What the exercise asks. The expected output is the full set of entries, printed exactly, without pictures.

Given entries.
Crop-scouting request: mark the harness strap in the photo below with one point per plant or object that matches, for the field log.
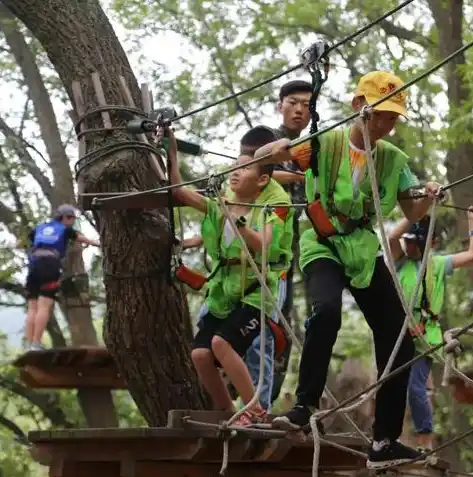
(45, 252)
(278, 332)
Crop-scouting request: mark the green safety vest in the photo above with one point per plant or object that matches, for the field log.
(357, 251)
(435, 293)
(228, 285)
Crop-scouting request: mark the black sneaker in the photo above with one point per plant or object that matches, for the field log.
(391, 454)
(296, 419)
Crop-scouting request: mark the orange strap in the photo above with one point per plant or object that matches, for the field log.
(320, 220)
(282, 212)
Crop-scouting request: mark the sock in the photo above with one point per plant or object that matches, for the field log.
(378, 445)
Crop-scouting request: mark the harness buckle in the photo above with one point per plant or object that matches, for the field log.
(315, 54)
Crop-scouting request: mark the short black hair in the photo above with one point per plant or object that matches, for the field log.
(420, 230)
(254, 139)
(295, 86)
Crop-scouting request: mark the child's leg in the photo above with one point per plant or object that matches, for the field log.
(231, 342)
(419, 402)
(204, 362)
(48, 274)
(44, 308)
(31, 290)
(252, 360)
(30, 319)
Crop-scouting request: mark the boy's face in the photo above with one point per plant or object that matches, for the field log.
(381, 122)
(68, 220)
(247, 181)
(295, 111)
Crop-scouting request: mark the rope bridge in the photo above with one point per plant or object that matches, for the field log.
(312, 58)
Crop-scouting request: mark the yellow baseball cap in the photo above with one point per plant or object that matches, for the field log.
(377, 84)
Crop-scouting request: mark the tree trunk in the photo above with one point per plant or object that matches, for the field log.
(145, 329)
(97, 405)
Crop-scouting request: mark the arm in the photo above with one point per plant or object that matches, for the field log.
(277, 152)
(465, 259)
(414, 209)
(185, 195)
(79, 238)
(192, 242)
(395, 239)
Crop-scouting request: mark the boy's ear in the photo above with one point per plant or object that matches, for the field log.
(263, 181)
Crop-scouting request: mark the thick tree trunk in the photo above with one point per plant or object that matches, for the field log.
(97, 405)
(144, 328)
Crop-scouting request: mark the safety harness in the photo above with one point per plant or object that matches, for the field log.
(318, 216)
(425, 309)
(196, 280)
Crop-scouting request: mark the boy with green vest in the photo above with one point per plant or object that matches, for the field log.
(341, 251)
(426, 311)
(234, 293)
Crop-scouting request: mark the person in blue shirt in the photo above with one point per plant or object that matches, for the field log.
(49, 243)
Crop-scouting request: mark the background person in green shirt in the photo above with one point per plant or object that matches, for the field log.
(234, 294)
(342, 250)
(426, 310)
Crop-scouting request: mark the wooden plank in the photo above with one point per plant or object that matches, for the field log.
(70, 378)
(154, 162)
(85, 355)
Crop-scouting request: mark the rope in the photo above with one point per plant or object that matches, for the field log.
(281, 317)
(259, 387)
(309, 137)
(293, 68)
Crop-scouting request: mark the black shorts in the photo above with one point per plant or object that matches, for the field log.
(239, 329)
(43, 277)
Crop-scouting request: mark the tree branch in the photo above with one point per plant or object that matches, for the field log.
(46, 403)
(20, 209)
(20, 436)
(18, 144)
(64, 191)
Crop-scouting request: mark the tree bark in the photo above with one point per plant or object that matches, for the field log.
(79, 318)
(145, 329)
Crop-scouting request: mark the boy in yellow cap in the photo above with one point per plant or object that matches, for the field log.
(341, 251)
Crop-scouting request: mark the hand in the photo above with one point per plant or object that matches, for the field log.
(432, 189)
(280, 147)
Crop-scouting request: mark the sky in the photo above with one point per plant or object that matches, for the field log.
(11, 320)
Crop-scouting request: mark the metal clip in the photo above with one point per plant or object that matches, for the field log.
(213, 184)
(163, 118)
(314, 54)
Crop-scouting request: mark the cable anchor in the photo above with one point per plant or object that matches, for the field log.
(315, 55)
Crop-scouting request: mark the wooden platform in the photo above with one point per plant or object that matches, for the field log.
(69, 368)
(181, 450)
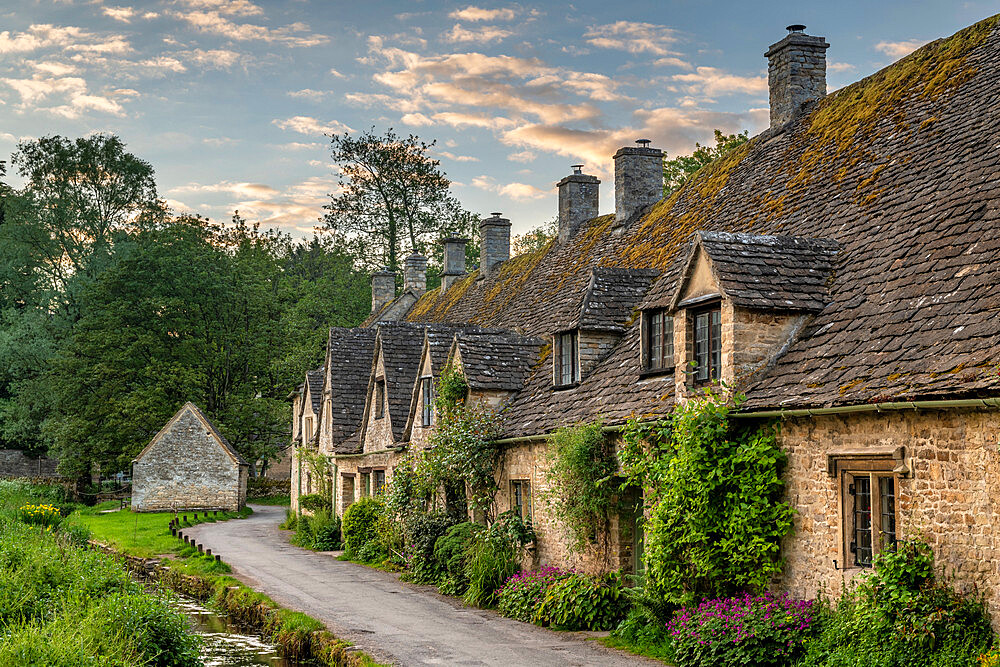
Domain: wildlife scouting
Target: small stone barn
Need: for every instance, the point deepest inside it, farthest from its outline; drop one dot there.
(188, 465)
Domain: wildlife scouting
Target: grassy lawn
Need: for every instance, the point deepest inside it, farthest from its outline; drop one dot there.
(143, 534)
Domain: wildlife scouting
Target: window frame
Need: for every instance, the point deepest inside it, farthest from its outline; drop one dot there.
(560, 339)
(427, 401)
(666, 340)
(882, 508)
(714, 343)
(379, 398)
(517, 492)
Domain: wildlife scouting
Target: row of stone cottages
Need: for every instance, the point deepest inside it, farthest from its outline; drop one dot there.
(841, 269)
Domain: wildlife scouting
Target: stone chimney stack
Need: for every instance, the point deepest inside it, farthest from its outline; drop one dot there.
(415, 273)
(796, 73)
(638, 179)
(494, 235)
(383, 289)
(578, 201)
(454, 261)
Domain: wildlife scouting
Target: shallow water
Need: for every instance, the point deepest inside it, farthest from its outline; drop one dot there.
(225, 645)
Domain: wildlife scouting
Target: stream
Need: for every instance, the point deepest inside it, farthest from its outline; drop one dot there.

Task response.
Crop-scouting request: mark the harness strap in the photo below with one point per plant or object that matches, for the field log.
(45, 252)
(278, 332)
Crop-scouting request: mark the green safety vest in the photo above with one point per plant or object that matches, for the field log.
(357, 251)
(435, 293)
(228, 285)
Crop-scouting request: mark the black sneaker in the photo above with one point per plant or object that matches, for the field log.
(391, 454)
(296, 419)
Crop-scouting request: mark the orange strap in the photo above with one point per plant or object that matches, for the field log.
(320, 220)
(282, 212)
Crop-scouting request: mark the sock in the photo above with one point per plant or object that matches, for the field log.
(378, 445)
Crop-scouting request: mark the harness buckle in the photo above with one point per plant or object that matches, for the field log.
(315, 54)
Crop-scouting request: mark the short black hair in the photo above with one point per plant or object that matches, for the field log.
(420, 230)
(254, 139)
(295, 86)
Crop-scouting request: mark the child's leg in the photo above with one point per plant or object that matches, for the field log.
(231, 342)
(419, 402)
(204, 362)
(48, 274)
(44, 308)
(31, 290)
(252, 360)
(30, 319)
Crop-scouting request: mark the boy's face in the photo above with one point per plant or object that matches, for the field log.
(381, 122)
(68, 220)
(247, 181)
(295, 111)
Crop-scouting request: mark the rope bridge in the photo above with one point per plant or object that matches, for the field log.
(312, 58)
Crop-scouting request: mark the yellow baseball cap in the photo above with one point per plant or object that matches, for the field log.
(377, 84)
Crop-scouting request: mark the tree trunk in the photo above with one point per plant or object that matches, for the field log.
(145, 329)
(97, 405)
Crop-scouting request: mark the arm in the photo above with one point per plant or object that matches, for the field log.
(277, 152)
(465, 259)
(414, 209)
(185, 195)
(79, 238)
(192, 242)
(395, 239)
Crop-scouting request: mark the boy's ear in the photo above with one point per plant or object that matches, for the field log.
(263, 181)
Crop-scouting request: mark the thick tree trunk in the photo above with one point per plant or object that matches, for the field log.
(97, 405)
(144, 328)
Crop-scouting request: mark the safety harness in the photo above with one point per plant or object that matches, for the field log.
(318, 216)
(425, 309)
(196, 280)
Crop-scouting request: mark the boy with green vest in the photo above with one point per plant or object that matches, for the field log.
(341, 251)
(426, 311)
(234, 293)
Crop-scouting request: mark the person in blue shirt in the photo above with one point per plant or object that matches, for the field log.
(49, 243)
Crop-scouting request: mark the background person in green shirt in the photo above with one point per plant or object that matches, for the field log.
(234, 294)
(342, 250)
(426, 310)
Crop-scouting request: mark the wooden plank in the photo above with one point per plant or object that matches, for the field log.
(70, 378)
(154, 162)
(85, 355)
Crop-scouting request: mark the rope in the photo above with one point per plant or object that matches, for the field log.
(281, 317)
(259, 387)
(309, 137)
(293, 68)
Crop-scouting request: mark the black shorts in the photo above with one point per plant or object that matches, for the field log.
(239, 329)
(43, 277)
Crop-scouting request: mark the tree branch in the photo above with one point per plant or object that matches, for the field log.
(46, 403)
(20, 209)
(20, 436)
(18, 144)
(64, 191)
Crop-scouting request: mark the tree bark in the photo above with one point per plant or object that matches, for the field log.
(79, 318)
(145, 329)
Crop-scouting request: mark the boy in yellow cap in the photo above with one point per plant or object that matches, for the field log.
(341, 251)
Crop-scouting request: mark the hand in the photo above with one point per plant or object that matches, for the field log.
(432, 189)
(280, 147)
Crop-scouting request: mark the sky in the photo above with one point per plant or object that matches, for the field log.
(11, 320)
Crop-scouting request: mark the metal clip in the photo above with one point per plant or object that matches, for the field log.
(213, 184)
(163, 118)
(314, 54)
Crop-scouting request: mark the cable anchor in the photo above with one point per plant or object that matches, for the field log.
(315, 55)
Crop-scouting request: mark the wooden platform in the photo above with one point per plant or object that matches, for the field log.
(69, 368)
(181, 450)
Domain: wildlife scouting
Target: small stone barn
Need: for every instance, the point deepest inside it, farthest from its outline; drop one dot there.
(188, 465)
Domain: wildlife scouting
Target: grassy lawn
Need: for every instance, the point deepest inside it, farthest from its outline; drop one dot there.
(143, 534)
Domain: wildlife scouting
Target: window frame
Need: for every instance, the point deepest inside it, farthest from its outline; drop one dot there.
(560, 339)
(427, 401)
(666, 340)
(882, 508)
(714, 343)
(379, 398)
(517, 492)
Domain: wildlife scouting
Target: row of stone cottages
Need: for every instance, the point deepest inside it, farthest from its outline; drop one dot there.
(841, 269)
Domain: wildlife scouting
Target: stone chimney stack
Need: for every instance, the point deepest inside it, farthest from its outline; drop one dot there.
(415, 273)
(796, 73)
(638, 179)
(494, 235)
(383, 289)
(578, 201)
(454, 261)
Domain: wildlife scouting
Target: shallow water
Need: for every instance, the point deepest inside it, farthest from its outline; drop one dot there.
(225, 645)
Domain: wildlife scouting
Target: stream
Need: for every instance, the point deepest inside it, farthest from its outline; drop one dot there.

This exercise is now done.